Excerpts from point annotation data
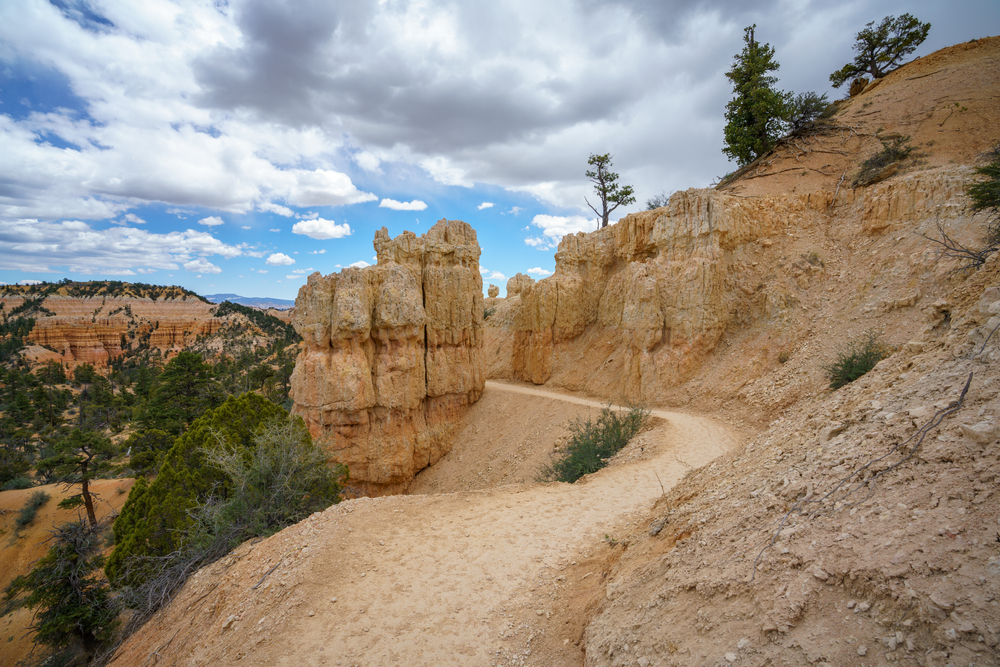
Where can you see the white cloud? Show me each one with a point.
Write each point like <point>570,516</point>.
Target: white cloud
<point>321,229</point>
<point>415,205</point>
<point>275,208</point>
<point>368,161</point>
<point>76,246</point>
<point>201,265</point>
<point>555,227</point>
<point>280,259</point>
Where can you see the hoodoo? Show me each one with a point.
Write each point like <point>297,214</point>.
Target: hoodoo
<point>393,354</point>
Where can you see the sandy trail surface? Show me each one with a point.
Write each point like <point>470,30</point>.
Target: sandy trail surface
<point>413,580</point>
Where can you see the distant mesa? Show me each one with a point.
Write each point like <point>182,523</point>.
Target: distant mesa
<point>255,301</point>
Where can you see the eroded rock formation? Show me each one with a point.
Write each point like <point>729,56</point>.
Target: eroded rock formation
<point>636,307</point>
<point>97,329</point>
<point>392,354</point>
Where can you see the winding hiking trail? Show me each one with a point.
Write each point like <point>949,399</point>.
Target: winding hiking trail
<point>419,579</point>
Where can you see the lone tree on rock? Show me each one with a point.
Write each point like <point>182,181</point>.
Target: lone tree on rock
<point>881,50</point>
<point>607,188</point>
<point>758,113</point>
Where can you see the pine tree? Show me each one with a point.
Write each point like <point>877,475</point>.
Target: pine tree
<point>757,115</point>
<point>607,188</point>
<point>881,50</point>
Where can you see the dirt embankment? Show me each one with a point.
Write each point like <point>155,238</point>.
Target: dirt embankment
<point>619,571</point>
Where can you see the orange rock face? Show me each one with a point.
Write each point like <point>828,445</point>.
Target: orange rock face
<point>392,354</point>
<point>90,329</point>
<point>642,303</point>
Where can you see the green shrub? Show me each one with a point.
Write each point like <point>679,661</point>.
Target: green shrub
<point>859,358</point>
<point>18,484</point>
<point>30,509</point>
<point>73,609</point>
<point>592,443</point>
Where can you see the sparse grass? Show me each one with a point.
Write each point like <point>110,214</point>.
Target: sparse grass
<point>859,358</point>
<point>592,443</point>
<point>30,509</point>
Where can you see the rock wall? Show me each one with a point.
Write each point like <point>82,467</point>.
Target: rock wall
<point>392,354</point>
<point>90,329</point>
<point>638,306</point>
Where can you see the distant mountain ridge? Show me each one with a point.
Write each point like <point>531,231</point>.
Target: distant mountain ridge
<point>256,301</point>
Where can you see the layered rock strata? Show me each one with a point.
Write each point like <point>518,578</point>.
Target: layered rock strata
<point>392,354</point>
<point>637,307</point>
<point>95,330</point>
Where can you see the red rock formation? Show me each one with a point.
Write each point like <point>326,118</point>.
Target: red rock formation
<point>392,354</point>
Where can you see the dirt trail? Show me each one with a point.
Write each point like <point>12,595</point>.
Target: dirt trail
<point>418,580</point>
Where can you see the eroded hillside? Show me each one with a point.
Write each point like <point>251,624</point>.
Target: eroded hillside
<point>727,304</point>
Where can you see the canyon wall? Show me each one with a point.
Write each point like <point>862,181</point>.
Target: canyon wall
<point>392,354</point>
<point>635,308</point>
<point>92,329</point>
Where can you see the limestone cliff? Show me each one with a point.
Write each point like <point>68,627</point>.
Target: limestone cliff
<point>86,323</point>
<point>392,354</point>
<point>647,300</point>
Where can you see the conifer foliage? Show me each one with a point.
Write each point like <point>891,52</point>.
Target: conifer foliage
<point>882,49</point>
<point>756,116</point>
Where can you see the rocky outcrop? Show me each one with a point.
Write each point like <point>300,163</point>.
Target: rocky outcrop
<point>647,300</point>
<point>98,329</point>
<point>392,354</point>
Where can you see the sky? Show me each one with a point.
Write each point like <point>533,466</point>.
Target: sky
<point>236,147</point>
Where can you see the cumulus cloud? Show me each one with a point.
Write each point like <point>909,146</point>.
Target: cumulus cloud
<point>415,205</point>
<point>280,259</point>
<point>554,227</point>
<point>275,208</point>
<point>201,265</point>
<point>321,229</point>
<point>76,246</point>
<point>192,106</point>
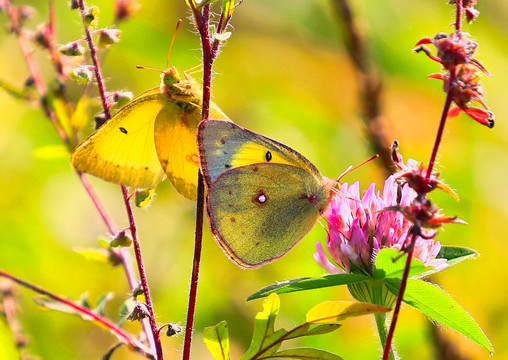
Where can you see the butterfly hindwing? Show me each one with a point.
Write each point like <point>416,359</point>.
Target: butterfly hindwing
<point>259,212</point>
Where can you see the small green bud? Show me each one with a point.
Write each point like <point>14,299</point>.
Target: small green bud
<point>121,240</point>
<point>109,37</point>
<point>144,197</point>
<point>72,49</point>
<point>82,74</point>
<point>91,19</point>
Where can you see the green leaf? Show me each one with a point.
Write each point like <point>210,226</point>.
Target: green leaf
<point>101,303</point>
<point>264,335</point>
<point>217,340</point>
<point>304,354</point>
<point>227,8</point>
<point>455,254</point>
<point>438,305</point>
<point>390,263</point>
<point>307,284</point>
<point>331,312</point>
<point>144,197</point>
<point>309,330</point>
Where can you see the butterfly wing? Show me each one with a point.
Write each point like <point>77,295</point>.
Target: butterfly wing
<point>175,143</point>
<point>259,212</point>
<point>122,150</point>
<point>226,145</point>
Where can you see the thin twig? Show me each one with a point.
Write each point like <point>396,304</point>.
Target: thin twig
<point>369,82</point>
<point>115,329</point>
<point>210,51</point>
<point>151,334</point>
<point>398,303</point>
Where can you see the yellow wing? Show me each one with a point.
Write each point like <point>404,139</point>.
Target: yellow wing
<point>175,143</point>
<point>122,151</point>
<point>226,146</point>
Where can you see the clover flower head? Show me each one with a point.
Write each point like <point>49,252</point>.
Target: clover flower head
<point>358,227</point>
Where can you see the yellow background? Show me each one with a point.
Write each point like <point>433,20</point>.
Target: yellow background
<point>284,73</point>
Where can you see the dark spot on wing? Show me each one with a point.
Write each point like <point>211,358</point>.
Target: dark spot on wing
<point>311,198</point>
<point>268,156</point>
<point>260,198</point>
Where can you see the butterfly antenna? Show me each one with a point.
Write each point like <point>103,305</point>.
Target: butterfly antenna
<point>145,68</point>
<point>173,41</point>
<point>351,168</point>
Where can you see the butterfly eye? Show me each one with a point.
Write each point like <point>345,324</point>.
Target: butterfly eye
<point>268,156</point>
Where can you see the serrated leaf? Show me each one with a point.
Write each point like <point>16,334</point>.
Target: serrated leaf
<point>264,334</point>
<point>309,330</point>
<point>331,312</point>
<point>390,263</point>
<point>51,152</point>
<point>308,284</point>
<point>455,254</point>
<point>304,354</point>
<point>217,340</point>
<point>438,305</point>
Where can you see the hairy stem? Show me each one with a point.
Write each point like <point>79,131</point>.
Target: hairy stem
<point>369,82</point>
<point>398,303</point>
<point>152,334</point>
<point>115,329</point>
<point>202,20</point>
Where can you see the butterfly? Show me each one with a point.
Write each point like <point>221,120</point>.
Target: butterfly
<point>263,196</point>
<point>152,136</point>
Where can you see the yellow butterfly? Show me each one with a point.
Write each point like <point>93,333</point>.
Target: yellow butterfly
<point>154,134</point>
<point>263,196</point>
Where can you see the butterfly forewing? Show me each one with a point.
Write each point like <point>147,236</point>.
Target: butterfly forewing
<point>122,150</point>
<point>259,212</point>
<point>226,145</point>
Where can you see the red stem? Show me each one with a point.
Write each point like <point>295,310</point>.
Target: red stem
<point>202,21</point>
<point>440,131</point>
<point>458,16</point>
<point>95,60</point>
<point>154,339</point>
<point>142,273</point>
<point>119,332</point>
<point>400,295</point>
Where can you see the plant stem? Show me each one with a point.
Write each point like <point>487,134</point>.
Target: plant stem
<point>449,95</point>
<point>153,335</point>
<point>383,332</point>
<point>202,22</point>
<point>115,329</point>
<point>95,60</point>
<point>442,123</point>
<point>369,82</point>
<point>142,274</point>
<point>398,303</point>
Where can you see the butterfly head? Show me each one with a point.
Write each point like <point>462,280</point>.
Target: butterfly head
<point>169,77</point>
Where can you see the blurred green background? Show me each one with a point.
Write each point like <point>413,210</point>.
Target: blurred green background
<point>284,73</point>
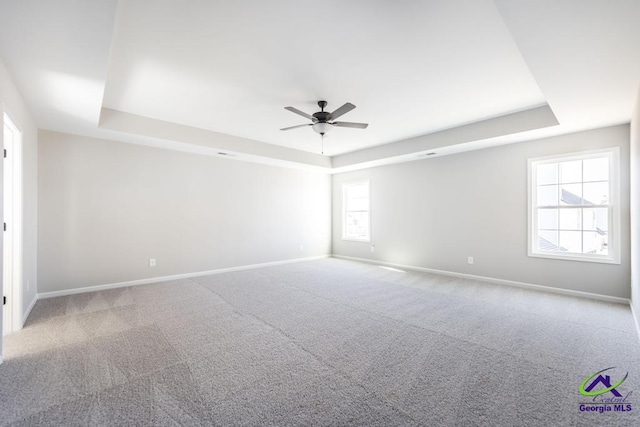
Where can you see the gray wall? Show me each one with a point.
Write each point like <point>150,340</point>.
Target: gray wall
<point>635,209</point>
<point>106,207</point>
<point>434,213</point>
<point>11,102</point>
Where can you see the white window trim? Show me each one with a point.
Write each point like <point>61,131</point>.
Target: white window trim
<point>614,209</point>
<point>344,210</point>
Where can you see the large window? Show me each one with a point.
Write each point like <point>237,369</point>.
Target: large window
<point>574,207</point>
<point>356,217</point>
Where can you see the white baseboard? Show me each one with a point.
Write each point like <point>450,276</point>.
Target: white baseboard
<point>26,313</point>
<point>168,278</point>
<point>635,318</point>
<point>531,286</point>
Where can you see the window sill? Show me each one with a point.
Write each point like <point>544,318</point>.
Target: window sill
<point>574,257</point>
<point>353,239</point>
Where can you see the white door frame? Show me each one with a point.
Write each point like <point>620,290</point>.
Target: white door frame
<point>12,239</point>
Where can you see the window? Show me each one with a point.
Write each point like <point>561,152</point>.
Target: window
<point>574,207</point>
<point>356,218</point>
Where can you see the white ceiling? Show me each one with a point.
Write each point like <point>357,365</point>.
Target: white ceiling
<point>417,67</point>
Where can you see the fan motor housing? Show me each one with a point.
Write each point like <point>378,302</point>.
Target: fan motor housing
<point>321,116</point>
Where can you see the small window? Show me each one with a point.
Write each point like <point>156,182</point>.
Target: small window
<point>356,216</point>
<point>574,207</point>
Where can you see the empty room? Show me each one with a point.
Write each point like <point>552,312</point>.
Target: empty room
<point>293,213</point>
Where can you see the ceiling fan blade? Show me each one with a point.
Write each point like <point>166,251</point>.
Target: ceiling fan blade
<point>351,125</point>
<point>342,110</point>
<point>302,113</point>
<point>297,126</point>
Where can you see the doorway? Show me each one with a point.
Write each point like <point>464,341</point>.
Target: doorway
<point>12,239</point>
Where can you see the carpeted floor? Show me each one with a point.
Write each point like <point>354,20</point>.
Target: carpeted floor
<point>327,342</point>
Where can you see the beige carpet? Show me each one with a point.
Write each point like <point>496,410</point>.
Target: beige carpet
<point>328,342</point>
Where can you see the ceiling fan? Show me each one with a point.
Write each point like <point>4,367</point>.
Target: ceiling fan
<point>323,121</point>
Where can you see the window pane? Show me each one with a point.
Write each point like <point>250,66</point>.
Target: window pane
<point>570,219</point>
<point>571,171</point>
<point>571,241</point>
<point>547,173</point>
<point>595,243</point>
<point>547,240</point>
<point>548,195</point>
<point>359,204</point>
<point>548,219</point>
<point>571,194</point>
<point>596,169</point>
<point>596,219</point>
<point>596,193</point>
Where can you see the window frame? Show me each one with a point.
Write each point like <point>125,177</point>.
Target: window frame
<point>614,232</point>
<point>345,185</point>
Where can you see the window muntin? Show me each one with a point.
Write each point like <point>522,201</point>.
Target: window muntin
<point>574,207</point>
<point>356,214</point>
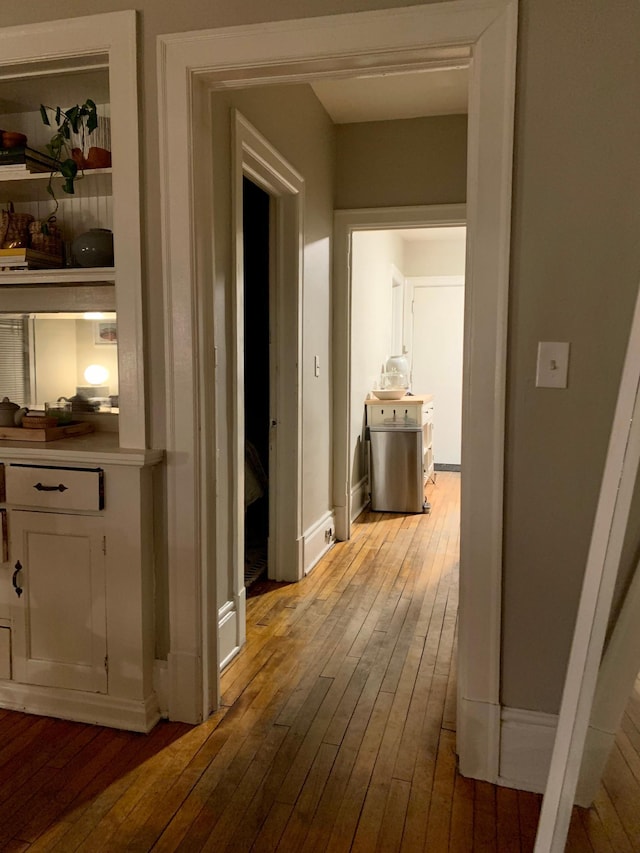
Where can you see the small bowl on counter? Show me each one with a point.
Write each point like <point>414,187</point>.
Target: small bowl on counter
<point>389,393</point>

## Your instructions
Could you rewrite the rows from the line with "Where can you see the dirt trail?" to the line with "<point>418,580</point>", replacing "dirt trail" with "footpath" and leaving everything else unchanged?

## The completed task
Where can you see the footpath? Show me each one with a point.
Write each point like <point>12,595</point>.
Target: footpath
<point>418,580</point>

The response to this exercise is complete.